- **Written task**
Reproduce the records below word for word, leaving out the pictures.
──────────────────────────────
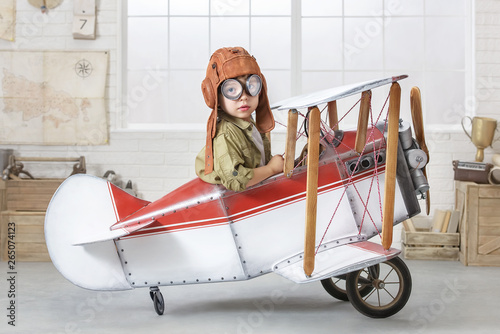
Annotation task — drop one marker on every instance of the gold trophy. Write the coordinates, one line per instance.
(483, 130)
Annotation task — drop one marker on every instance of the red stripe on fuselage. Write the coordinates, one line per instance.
(239, 206)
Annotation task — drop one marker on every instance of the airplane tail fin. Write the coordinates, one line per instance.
(78, 235)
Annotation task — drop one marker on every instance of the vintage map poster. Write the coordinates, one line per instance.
(53, 98)
(7, 19)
──────────────────────────────
- **Response for this exercise**
Annotation task — drop one marker on every instance of the gold trophy. Write the coordinates, one line per instance.
(483, 130)
Annotation task — drop one marker on every instance of the red stripe on fuselage. Write the coordinates, one line per instance.
(239, 206)
Annotation task — drop one marker on every instance of the airplane tail fin. Write the coordinates, one line per instance.
(78, 235)
Annotation task — drop one marker on every instance of the vintage map poster. Write the coordinates, one line per instance.
(53, 98)
(7, 19)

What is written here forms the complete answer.